ACNet-RGBD Semantic Segmentation

1. 前言

2. Abstract

  • 问题背景的引出:

    Compared to RGB semantic segmentation, RGBD semantic segmentation can achieve better performance by taking depth information into consideration. However, it is still problematic for contemporary segmenters to effectively exploit RGBD information since the feature distributions of RGB and depth (D) images vary significantly in different scenes.

  • 与RGB语义分割相比,RGBD语义分割考虑了深度信息,可以获得更好的性能;然而,由于RGB和depth (D)图像的特征分布在不同场景中存在显著差异,当代分割器如何有效地利用RGBD信息仍然是一个问题。

  • 本文的贡献:

In this paper, we propose an Attention Complementary Network (ACNet) that selectively gathers features from RGB and depth branches. The main contributions lie in the Attention Complementary Module (ACM) and the architecture with three parallel branches. More precisely, ACM is a channel attention-based module that extracts weighted features from RGB and depth branches. The architecture preserves the inference of the original RGB and depth branches, and enables the fusion branch at the same time. Based on the above structures, ACNet is capable of exploiting more high-quality features from different channels.

**给定条目:**

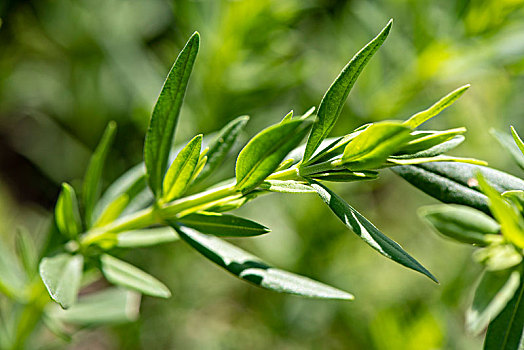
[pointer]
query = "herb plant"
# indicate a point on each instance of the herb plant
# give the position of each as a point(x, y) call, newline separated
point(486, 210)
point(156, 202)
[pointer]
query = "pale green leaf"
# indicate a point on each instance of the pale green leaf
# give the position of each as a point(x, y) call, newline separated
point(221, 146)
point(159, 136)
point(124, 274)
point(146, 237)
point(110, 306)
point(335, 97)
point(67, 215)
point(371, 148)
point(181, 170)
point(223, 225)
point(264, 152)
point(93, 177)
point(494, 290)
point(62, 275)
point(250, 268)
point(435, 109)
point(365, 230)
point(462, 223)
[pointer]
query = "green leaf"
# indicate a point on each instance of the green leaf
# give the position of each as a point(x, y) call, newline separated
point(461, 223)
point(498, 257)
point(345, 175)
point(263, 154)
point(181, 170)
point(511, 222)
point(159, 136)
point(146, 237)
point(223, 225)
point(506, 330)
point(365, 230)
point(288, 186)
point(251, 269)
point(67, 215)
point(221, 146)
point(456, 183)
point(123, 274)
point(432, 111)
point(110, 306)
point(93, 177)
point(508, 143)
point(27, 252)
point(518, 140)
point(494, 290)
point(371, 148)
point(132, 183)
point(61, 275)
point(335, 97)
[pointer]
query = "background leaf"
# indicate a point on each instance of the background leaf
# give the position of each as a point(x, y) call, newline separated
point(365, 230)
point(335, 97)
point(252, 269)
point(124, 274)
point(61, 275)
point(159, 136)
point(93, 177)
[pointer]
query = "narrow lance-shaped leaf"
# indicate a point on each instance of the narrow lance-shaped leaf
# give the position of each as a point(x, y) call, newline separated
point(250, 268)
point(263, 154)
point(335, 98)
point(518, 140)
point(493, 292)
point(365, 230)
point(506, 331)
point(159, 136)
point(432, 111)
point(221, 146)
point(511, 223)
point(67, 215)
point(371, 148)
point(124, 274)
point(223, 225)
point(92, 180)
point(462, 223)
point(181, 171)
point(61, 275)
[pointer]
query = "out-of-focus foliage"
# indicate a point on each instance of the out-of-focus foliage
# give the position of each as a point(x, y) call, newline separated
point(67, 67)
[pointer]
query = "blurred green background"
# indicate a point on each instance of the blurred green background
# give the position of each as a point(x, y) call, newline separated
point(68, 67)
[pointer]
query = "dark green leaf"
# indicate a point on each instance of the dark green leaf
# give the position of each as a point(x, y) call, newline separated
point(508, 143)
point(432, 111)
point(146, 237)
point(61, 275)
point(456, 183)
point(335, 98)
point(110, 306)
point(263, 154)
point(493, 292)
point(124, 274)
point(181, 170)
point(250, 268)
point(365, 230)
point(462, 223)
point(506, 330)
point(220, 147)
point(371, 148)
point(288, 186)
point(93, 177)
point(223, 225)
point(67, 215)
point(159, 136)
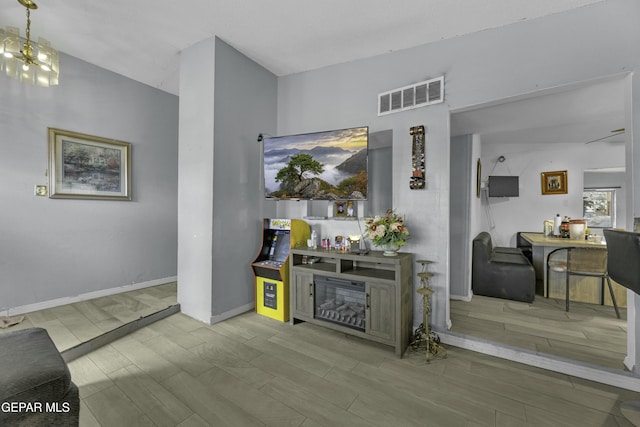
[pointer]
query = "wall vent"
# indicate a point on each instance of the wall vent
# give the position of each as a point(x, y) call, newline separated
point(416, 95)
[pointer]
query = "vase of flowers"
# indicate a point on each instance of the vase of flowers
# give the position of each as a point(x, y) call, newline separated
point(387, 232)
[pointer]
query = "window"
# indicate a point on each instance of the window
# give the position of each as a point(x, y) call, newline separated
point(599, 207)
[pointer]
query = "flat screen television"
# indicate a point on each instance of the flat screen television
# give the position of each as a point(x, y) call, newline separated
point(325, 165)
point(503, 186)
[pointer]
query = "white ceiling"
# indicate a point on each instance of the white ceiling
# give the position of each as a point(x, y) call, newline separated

**挑战任务:**
(a) 请统计记录中含有字符串“green”的行数，区分大小写，只写出数字。
(b) 从介绍ACNet语义分割的文本最后一句之后接着往下写。

**练习答案:**
(a) 8

(b)
  • 在本文中,我们提出了网络ACNet,选择性地收集特征从RGB和Depth分支。
  • 主要贡献在于ACM模块和具有三个并行分支的架构。更准确地说,ACM是一个基于通道注意力的模块,它从RGB和Depth分支中提取加权特征。该架构保留了原始RGB和depth分支的推断,同时支持融合分支。

3. Introduction

  • RGBD图像即RGB图像和深度(Depth)图像的结合,包括RGB三个通道和一个代表像素点与相机距离的深度通道共四个通道。

  • 首先介绍了几种之前的RGBD语义分割的思路,随后指出了目前存在的两个问题:

These networks designed for RGBD semantic segmentation have achieved break-through results. However, there are still some issues that need to be solved:

  1. Although the geometric information encoded in the depth image can clearly provide additional benefits for image segmentation, the information contained in RGB image and depth image are not equivalent for each scene (shown in Fig. 1). In other words, features extracted from RGB branch and depth branch by current networks may be not appropriate.
  2. Conventional RGBD segmentation network can be divided into two types of architectures. One of them, such as [8], employs two encoders to extract features from RGB and depth image respectively, and combines the features of both before or during upsampling. The other like [5][9] just fuses the RGBD features at the downsampling stage. The former can’t sufficiently combine RGBD information, and the latter tends to lose original RGB and depth branches since the fusion branches take the place of them.
  • 问题一:虽然Depth图像中的信息对图像分割有利,但并不是在任何场景下,从RGB图像和Depth图像提取的信息是合适的,即某些场景下结合Depth的信息不会有利。论文给了下图作为解释:看图是左侧的分割结果在结合了D信息有利,右侧的则相反;

  • 问题二:已有的RGBD图像语义分割方法有两种思路:一是利用两个编码器分别从RGB图像和深度图像中提取特征,结合之后进行上采样;二是在下采样阶段直接将两个特征融合处理。前者不能将两种特征充分融合,后者没有考虑两种特征对最终结果的贡献程度,对于RGB图像信息和深度图像信息可能不充分对等的RGBD图像中,都不能取得较好的效果;

  • 论文提出的ACNet架构如下图所示:

  • 如图所示:蓝色灰色:两个基于ResNet的独立分支分别用于RGB图像和深度图像的特征提取;
  • 根据每一层特征所包含的信息量设计的多个注意力辅助模块(ACM,Attention Complementary Modules)来平衡特征的分布,使网络更加关注图像的有效区域;
  • 橙色:基于ResNet的独立分支用于融合RGB特征和深度特征,最后经过多次上采样得到分割结果。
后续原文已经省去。